* **What you will do**
Continue the passage about training professionals in Košice to respond to partner violence, starting right after its last sentence.

* **Article**
────
Professionals working in these institutions attended specialised training workshops, which sensitised them to the subject of partner violence. The main topics covered were common myths related to intimate partner violence, its real causes and nature, the risk factors, the safety of women, who is responsible for violence against woman, and the health impact of partner violence on women and their children.
A manual was created describing in detail the competences and procedures of each support agency in case of partner violence. The chapters on specific areas of intervention were written by the representatives of the agencies – members of the Working group for Prevention and Elimination of Violence against Women in Košice.
Thirty-six people were trained. They rated highly the information delivered during the training and the opportunity to exchange their experiences with people from other professions. This has opened up useful informal channels of cooperation among professionals.
Exchange between professions
The training was useful in bringing together professionals with different backgrounds and roles in dealing with domestic violence, and was embedded in a broader project fostering a multiagency approach among the members of the Working Group for the Prevention and Elimination of VAW in Košice. It proved to be an effective way of disseminating standardised procedures to support women survivors of domestic violence, and it enabled agencies to exchange information and knowledge.
It is based on a victim-centred and multiagency approach that brought together several different organisations involved in domestic violence, who signed formal protocols. During its implementation, it involved experts directly working with victims.
It was built on a definition of domestic violence based on international documents and agreements that define violence against women as gender-based violence, and as the cause and consequence of a historically and socially constructed imbalance of power between men and women. These assumptions give a good foundation for impacting on the wider environment because they highlight gender inequalities in areas such as the risk of poverty for women experiencing violence, and the threat to women's bodies as a consequence of inappropriate or insufficient responses from state and local government agencies.
────
Data records:
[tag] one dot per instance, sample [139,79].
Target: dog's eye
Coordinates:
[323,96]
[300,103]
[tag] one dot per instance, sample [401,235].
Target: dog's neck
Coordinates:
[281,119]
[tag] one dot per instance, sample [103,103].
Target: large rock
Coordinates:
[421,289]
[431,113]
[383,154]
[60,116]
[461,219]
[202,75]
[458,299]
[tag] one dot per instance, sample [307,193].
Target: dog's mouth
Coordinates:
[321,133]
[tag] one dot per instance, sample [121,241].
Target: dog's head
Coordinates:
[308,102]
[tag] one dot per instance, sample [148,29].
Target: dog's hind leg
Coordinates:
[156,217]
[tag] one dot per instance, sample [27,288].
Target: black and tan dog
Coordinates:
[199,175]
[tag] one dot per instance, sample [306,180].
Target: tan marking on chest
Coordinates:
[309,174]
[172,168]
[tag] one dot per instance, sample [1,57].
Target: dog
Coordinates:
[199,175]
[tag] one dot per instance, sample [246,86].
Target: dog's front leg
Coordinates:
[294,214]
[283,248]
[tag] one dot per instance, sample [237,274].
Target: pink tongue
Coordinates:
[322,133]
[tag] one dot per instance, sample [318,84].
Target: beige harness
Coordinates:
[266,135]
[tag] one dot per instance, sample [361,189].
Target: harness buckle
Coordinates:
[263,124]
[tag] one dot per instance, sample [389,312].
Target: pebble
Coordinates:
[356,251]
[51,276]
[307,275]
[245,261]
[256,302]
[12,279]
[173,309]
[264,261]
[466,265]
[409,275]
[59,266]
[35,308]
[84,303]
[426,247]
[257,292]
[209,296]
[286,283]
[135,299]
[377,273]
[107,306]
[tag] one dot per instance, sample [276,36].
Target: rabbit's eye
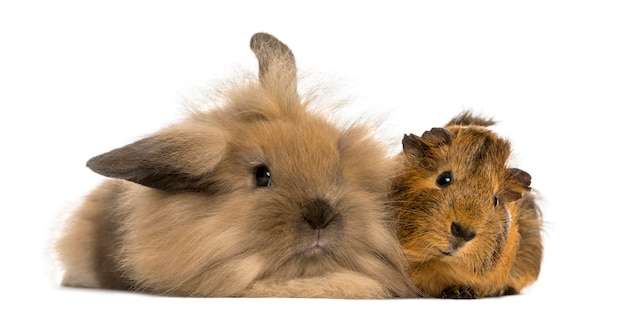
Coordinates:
[444,179]
[262,176]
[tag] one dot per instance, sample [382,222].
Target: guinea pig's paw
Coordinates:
[458,293]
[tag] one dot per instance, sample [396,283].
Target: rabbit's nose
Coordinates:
[318,213]
[458,230]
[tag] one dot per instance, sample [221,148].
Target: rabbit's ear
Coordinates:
[277,65]
[171,161]
[517,182]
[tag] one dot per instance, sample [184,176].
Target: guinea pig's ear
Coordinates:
[416,147]
[277,65]
[517,182]
[172,160]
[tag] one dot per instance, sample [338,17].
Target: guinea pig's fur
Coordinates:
[469,224]
[259,197]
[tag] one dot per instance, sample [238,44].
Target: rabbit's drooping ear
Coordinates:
[277,66]
[172,160]
[517,182]
[416,147]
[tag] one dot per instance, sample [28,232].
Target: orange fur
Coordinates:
[469,224]
[259,197]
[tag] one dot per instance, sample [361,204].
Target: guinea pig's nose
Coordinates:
[458,230]
[318,213]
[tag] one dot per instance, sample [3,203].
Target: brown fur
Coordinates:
[459,245]
[184,214]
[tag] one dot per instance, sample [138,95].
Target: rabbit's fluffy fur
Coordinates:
[469,224]
[258,197]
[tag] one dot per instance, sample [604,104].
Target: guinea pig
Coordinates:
[469,223]
[257,196]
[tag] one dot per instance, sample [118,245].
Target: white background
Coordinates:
[78,78]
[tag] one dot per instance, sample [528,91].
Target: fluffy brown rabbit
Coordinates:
[259,197]
[469,224]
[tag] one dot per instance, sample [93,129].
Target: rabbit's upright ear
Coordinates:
[277,66]
[173,160]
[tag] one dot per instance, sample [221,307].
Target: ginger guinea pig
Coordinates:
[257,196]
[468,222]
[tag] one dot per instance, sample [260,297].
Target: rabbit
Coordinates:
[469,224]
[259,196]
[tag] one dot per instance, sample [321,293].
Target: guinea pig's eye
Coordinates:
[444,179]
[262,176]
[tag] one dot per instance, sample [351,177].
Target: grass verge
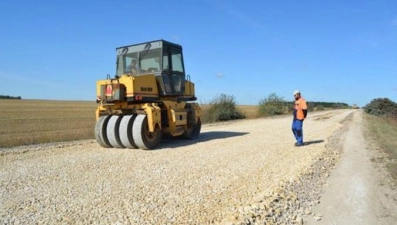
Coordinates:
[384,132]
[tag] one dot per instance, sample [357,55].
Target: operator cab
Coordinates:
[161,58]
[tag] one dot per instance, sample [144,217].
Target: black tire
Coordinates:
[125,131]
[100,131]
[142,137]
[112,131]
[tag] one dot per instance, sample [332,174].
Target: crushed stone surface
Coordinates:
[243,172]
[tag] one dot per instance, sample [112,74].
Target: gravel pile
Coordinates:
[244,172]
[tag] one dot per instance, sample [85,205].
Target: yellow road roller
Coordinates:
[149,97]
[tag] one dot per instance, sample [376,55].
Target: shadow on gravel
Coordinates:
[205,136]
[314,142]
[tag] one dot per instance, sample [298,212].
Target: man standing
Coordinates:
[300,113]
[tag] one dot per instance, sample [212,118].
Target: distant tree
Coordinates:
[221,108]
[272,105]
[382,107]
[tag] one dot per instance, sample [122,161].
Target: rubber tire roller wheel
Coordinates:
[100,131]
[112,131]
[142,137]
[125,131]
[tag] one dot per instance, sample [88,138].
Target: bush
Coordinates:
[221,108]
[272,105]
[382,107]
[320,108]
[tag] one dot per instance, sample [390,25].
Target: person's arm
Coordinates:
[304,108]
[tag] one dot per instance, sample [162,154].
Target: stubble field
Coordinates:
[25,122]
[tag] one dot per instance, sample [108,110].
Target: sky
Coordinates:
[333,51]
────
* **Exercise response**
No evaluation or monitoring of the training as such has been conducted. However there are several ways in which its effectiveness could have been improved. A first step would be to formalise procedures through the approval of protocols of intervention within each agency and amongst agencies that work together. A second step further would be to transform the training into an ongoing practice. Thirdly, the delivery of the training would benefit from periodically evaluation. In spite of the involvement of national Ministry of the Interior in the initiative, no specific plans have been made to continue the initiative.
A model for other regions
Good points about the training were that it was grounded in practice and aimed to remedy the deficiencies revealed by monitoring the situation on the ground. It was built on a multiagency approach involving different representatives from statutory agencies working with domestic violence victims, and it has created a manual, written by agency representatives, which describes the appropriate intervention procedures for each agencies involved and is of long-term value. The manual is available online on Fenestra’s website and can be used by any statutory agency that wants to improve its professional support in cases of domestic violence.
The transferability of the training may be limited due to the specific people and institutions involved. Moreover, the typology of institutions involved in the training is associated with the legislative setting and the resulting responsibilities of each institution. However the training has served as a model for other regions to start similar cooperation (e.g. the region of Prešov), showing that the practice could be transferred and be a learning example in other contexts.
The lessons learned from the process are firstly that the starting point for a positive training experience is the analysis of training needs amongst the targeted professionals. Secondly, multiagency training has the potential to initiate cooperation amongst different agencies. Thirdly, knowledge exchange amongst different agencies on how to respond to domestic violence can be stimulated by the compilation of a manual that takes stock of individual agencies’ procedures.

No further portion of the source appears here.